GIVEN RECORDS ▸

***

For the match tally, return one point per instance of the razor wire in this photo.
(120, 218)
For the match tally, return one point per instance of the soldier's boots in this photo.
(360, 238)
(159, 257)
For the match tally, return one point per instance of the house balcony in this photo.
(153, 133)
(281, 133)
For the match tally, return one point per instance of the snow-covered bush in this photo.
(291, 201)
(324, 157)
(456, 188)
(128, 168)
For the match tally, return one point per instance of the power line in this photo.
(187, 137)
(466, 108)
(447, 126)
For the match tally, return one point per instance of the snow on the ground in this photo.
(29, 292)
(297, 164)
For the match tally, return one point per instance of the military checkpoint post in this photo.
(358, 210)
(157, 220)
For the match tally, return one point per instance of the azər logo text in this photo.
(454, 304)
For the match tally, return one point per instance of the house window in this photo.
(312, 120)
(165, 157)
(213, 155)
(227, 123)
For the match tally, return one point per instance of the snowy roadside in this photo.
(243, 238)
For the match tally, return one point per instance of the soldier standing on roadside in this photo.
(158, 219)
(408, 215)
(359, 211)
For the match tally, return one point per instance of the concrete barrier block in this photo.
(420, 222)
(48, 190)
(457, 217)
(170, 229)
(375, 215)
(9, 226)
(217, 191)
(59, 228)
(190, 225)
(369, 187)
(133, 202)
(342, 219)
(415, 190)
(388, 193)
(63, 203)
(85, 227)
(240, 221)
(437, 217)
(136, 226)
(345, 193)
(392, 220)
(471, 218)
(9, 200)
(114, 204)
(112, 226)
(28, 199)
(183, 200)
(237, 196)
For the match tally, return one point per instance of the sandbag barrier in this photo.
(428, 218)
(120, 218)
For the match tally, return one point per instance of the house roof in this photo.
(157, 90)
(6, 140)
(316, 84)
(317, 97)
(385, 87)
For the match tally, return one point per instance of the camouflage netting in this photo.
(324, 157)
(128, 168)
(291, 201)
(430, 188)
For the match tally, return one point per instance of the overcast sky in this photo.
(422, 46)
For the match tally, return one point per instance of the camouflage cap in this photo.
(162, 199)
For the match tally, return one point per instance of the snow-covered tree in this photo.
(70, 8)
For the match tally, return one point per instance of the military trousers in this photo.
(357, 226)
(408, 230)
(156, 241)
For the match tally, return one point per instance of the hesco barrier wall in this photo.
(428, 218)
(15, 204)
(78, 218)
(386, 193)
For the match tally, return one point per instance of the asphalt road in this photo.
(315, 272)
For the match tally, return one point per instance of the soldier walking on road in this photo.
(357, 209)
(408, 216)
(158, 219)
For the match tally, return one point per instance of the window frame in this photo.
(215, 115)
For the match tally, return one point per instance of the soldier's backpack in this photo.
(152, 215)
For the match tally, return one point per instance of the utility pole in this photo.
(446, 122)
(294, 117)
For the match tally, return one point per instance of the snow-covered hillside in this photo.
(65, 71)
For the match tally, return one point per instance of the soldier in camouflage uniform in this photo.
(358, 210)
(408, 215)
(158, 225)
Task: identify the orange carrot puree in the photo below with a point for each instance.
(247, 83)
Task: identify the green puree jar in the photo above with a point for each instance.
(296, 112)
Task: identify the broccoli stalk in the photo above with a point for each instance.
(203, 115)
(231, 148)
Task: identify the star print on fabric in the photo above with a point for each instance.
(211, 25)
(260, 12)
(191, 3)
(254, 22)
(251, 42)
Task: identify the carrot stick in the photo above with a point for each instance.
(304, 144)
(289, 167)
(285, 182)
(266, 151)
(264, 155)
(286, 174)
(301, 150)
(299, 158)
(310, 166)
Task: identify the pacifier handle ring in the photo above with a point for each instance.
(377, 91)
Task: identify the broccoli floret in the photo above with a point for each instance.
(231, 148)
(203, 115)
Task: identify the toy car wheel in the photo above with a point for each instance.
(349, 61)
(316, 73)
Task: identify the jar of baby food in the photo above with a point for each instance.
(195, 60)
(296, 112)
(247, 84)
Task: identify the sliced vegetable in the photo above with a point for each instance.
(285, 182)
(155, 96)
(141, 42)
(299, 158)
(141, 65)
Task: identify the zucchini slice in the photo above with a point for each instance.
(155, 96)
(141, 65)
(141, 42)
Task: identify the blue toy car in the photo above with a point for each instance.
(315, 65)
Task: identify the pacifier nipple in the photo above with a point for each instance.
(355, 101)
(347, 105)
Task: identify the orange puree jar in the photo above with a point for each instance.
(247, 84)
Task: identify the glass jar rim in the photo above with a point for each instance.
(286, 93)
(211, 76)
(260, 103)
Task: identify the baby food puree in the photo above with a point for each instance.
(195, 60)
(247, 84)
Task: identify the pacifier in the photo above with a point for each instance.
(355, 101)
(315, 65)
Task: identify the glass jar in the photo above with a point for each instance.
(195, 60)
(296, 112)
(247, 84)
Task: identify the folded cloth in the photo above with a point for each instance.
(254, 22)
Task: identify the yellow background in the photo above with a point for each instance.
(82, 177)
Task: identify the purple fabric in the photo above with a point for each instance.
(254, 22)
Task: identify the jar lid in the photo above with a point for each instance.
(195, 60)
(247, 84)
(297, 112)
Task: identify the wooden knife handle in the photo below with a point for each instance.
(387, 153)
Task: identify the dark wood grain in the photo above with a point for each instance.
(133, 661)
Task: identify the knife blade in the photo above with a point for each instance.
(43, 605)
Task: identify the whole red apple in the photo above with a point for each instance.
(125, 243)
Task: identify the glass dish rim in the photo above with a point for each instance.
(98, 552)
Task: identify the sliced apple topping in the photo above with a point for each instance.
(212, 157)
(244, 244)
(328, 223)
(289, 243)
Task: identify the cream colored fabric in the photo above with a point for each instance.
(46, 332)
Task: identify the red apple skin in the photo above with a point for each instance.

***

SHORT PROBLEM ▸ Set down the entries above again, word for word.

WRITTEN RESPONSE ▸
For the match tally, return one point per instance of the razor wire in this photo.
(120, 218)
For the match tally, return one point per instance of the soldier's boots in this photo.
(360, 238)
(159, 257)
For the match tally, return one point per instance of the house balcony in this photo.
(153, 133)
(281, 133)
For the match tally, return one point per instance of the snow-covered bush in this photo.
(291, 201)
(324, 157)
(456, 188)
(128, 168)
For the match tally, return one point per instance of the power line in this photo.
(187, 137)
(466, 108)
(447, 126)
For the match tally, return one point per instance of the snow on the ground in this photo.
(29, 292)
(297, 164)
For the match tally, return one point per instance of the military checkpoint post in this photo.
(358, 210)
(157, 220)
For the match tally, return one point per instance of the azər logo text in this photo.
(454, 304)
For the match tally, return one point per instance of the house window in this photo.
(312, 120)
(165, 157)
(213, 155)
(227, 123)
For the match tally, return one point per instance of the snowy roadside in this photo.
(243, 238)
For the match tally, return one point per instance of the soldier standing on roadside in this photo.
(158, 219)
(408, 215)
(359, 211)
For the match tally, return one point per instance of the concrete barrier block in this photo.
(420, 222)
(48, 190)
(457, 217)
(170, 229)
(375, 215)
(9, 226)
(217, 191)
(59, 228)
(190, 225)
(369, 187)
(133, 202)
(342, 219)
(415, 190)
(388, 193)
(63, 203)
(85, 227)
(240, 221)
(437, 217)
(136, 226)
(345, 193)
(392, 220)
(471, 218)
(9, 200)
(114, 204)
(112, 226)
(28, 199)
(183, 200)
(237, 196)
For the match tally, return one point per instance of the sandbag barrier in this photo.
(428, 218)
(120, 218)
For the match tally, return one point per instance of the house roof in this photo.
(157, 90)
(6, 140)
(316, 84)
(317, 97)
(385, 87)
For the match tally, return one point per instance of the camouflage netting in this photo.
(324, 157)
(128, 168)
(291, 201)
(430, 188)
For the match tally, return one point per instance of the overcast sky in this photo.
(422, 46)
For the match tally, return one point per instance of the camouflage cap in this photo.
(162, 199)
For the match tally, return one point per instance of the snow-covered tree in this photo.
(70, 8)
For the match tally, return one point per instance of the military trousers in this photo.
(357, 226)
(408, 230)
(156, 241)
For the match tally, return one point per instance of the hesco barrier wall in this photo.
(428, 218)
(15, 204)
(78, 218)
(386, 193)
For the match tally, return one point per instance of the asphalt road in this photo.
(315, 272)
For the match tally, return one point per instance of the soldier walking on road in this photo.
(357, 209)
(408, 216)
(158, 219)
For the match tally, return one point per instance of the window frame in this photo.
(215, 115)
For the match tally, return one point per instance of the soldier's backpack in this photo.
(152, 215)
For the match tally, return one point per instance of the utility pole in this photo.
(446, 122)
(294, 117)
For the match tally, return one point per instance of the snow-covered hillside in this photo.
(65, 71)
For the match tally, return one point per instance of the soldier in camouflage uniform in this photo.
(358, 210)
(408, 215)
(158, 225)
Task: identify the orange carrot puree in the photo below with a point for each instance.
(247, 83)
Task: identify the green puree jar in the photo above with a point for each instance.
(296, 112)
Task: identify the broccoli stalk in the photo above with a point for each instance.
(203, 115)
(231, 148)
Task: identify the star print on fabric in the photo above with a point for each instance.
(211, 25)
(260, 12)
(191, 3)
(254, 22)
(251, 42)
Task: identify the carrot stick in the photo above with a point for each instance.
(304, 144)
(289, 167)
(285, 182)
(266, 151)
(264, 155)
(286, 174)
(301, 150)
(299, 158)
(310, 166)
Task: identify the pacifier handle ring in the photo above with a point for each instance.
(377, 91)
Task: identify the broccoli floret in the photo above with a point for each instance.
(231, 148)
(203, 115)
Task: identify the toy car wheel in the photo above with a point for each instance.
(349, 61)
(316, 73)
Task: identify the jar of baby food in the photo above with a point for each instance.
(195, 60)
(296, 112)
(247, 84)
Task: identify the sliced vegetable in the photo above with a point for each instance.
(285, 182)
(155, 96)
(141, 42)
(299, 158)
(141, 65)
Task: identify the zucchini slice in the photo above with a point for each instance.
(155, 96)
(141, 65)
(141, 42)
Task: identify the blue toy car in the photo above with a point for each instance.
(315, 65)
Task: identify the pacifier nipple in the photo above with a point for each instance.
(355, 101)
(347, 105)
Task: identify the orange puree jar in the photo above with a point for each instance.
(247, 84)
Task: identify the glass jar rim in the photo above with a point for each instance.
(286, 93)
(211, 76)
(260, 103)
Task: identify the baby food puree in the photo above with a point for each instance.
(195, 60)
(247, 84)
Task: identify the pacifier in the photo above with a point for each instance.
(355, 101)
(315, 65)
Task: identify the glass jar in the photo above with a point for each instance.
(195, 60)
(296, 112)
(247, 84)
Task: identify the folded cloth in the photo above with a point for each instance.
(254, 22)
Task: identify the yellow background in the photo above with a point for each instance.
(82, 177)
Task: identify the purple fabric in the photo above with a point for each instance.
(254, 22)
Task: identify the jar lid in the photo above with a point for each instance.
(195, 60)
(247, 84)
(297, 112)
Task: identify the wooden knife handle in the photo below with a point for each instance.
(387, 153)
Task: identify the dark wood grain in the photo above with a point for each instance.
(133, 661)
Task: identify the knife blade in the photo above with a point for each instance.
(43, 605)
Task: identify the whole red apple in the photo above with a point for each instance.
(125, 243)
Task: identify the glass dish rim in the photo above with a point for each instance.
(98, 552)
Task: identify the sliced apple topping in the photo above with a point for each instance.
(212, 157)
(244, 244)
(328, 223)
(289, 243)
Task: identify the cream colored fabric in the photo above with a point for each instance.
(46, 332)
Task: identify the red apple skin in the photo above with a point for each instance.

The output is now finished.